**What you are asked to do**
Copy out the entries that come next, exactly.

*** Opening of Listed records ***

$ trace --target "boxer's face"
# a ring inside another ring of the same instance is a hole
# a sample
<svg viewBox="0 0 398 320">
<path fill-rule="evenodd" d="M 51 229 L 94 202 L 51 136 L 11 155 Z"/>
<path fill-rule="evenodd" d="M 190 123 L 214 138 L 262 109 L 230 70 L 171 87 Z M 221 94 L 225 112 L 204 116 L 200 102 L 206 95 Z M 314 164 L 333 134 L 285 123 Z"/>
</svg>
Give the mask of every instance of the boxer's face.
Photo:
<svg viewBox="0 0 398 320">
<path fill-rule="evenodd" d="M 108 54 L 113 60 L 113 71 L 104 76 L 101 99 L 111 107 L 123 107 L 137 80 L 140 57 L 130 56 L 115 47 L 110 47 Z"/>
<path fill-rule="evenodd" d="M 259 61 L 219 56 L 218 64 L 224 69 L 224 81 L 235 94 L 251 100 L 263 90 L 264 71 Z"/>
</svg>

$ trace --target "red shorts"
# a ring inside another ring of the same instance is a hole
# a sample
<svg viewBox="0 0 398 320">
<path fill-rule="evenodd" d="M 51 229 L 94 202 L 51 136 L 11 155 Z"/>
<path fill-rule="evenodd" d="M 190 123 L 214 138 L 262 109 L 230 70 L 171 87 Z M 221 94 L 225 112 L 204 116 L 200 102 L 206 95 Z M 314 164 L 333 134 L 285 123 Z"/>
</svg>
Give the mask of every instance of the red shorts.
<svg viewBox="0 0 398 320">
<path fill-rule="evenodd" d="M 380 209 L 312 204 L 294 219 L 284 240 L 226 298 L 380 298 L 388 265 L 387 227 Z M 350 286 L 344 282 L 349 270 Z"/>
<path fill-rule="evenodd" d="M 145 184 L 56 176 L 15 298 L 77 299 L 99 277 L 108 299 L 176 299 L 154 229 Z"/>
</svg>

*** Close of Listed records ***

**Output of the exercise**
$ trace --target "boxer's face"
# a ring inside another ring of the same instance is a hole
# a sample
<svg viewBox="0 0 398 320">
<path fill-rule="evenodd" d="M 51 229 L 94 202 L 51 136 L 11 155 Z"/>
<path fill-rule="evenodd" d="M 190 123 L 214 138 L 262 109 L 230 70 L 171 87 Z M 221 94 L 225 112 L 204 116 L 200 102 L 206 95 Z M 314 164 L 333 134 L 285 123 Z"/>
</svg>
Give the mask of every instance of the boxer's face.
Photo:
<svg viewBox="0 0 398 320">
<path fill-rule="evenodd" d="M 108 54 L 113 60 L 113 71 L 104 76 L 101 99 L 111 107 L 123 107 L 137 80 L 140 57 L 130 56 L 115 47 L 110 47 Z"/>
<path fill-rule="evenodd" d="M 259 61 L 219 56 L 218 64 L 224 69 L 224 81 L 235 94 L 251 100 L 263 90 L 264 71 Z"/>
</svg>

$ trace --target "red shorts"
# a ring inside another ring of the same instance is a hole
# a sample
<svg viewBox="0 0 398 320">
<path fill-rule="evenodd" d="M 51 229 L 94 202 L 51 136 L 11 155 Z"/>
<path fill-rule="evenodd" d="M 190 123 L 214 138 L 262 109 L 230 70 L 171 87 Z M 221 94 L 225 112 L 204 116 L 200 102 L 206 95 Z M 314 164 L 333 134 L 285 123 Z"/>
</svg>
Give the mask of every instance of the red shorts.
<svg viewBox="0 0 398 320">
<path fill-rule="evenodd" d="M 380 209 L 312 204 L 294 219 L 284 240 L 226 298 L 380 298 L 388 265 L 387 227 Z M 350 286 L 344 282 L 349 270 Z"/>
<path fill-rule="evenodd" d="M 145 184 L 56 176 L 15 298 L 77 299 L 99 277 L 108 299 L 176 299 L 154 229 Z"/>
</svg>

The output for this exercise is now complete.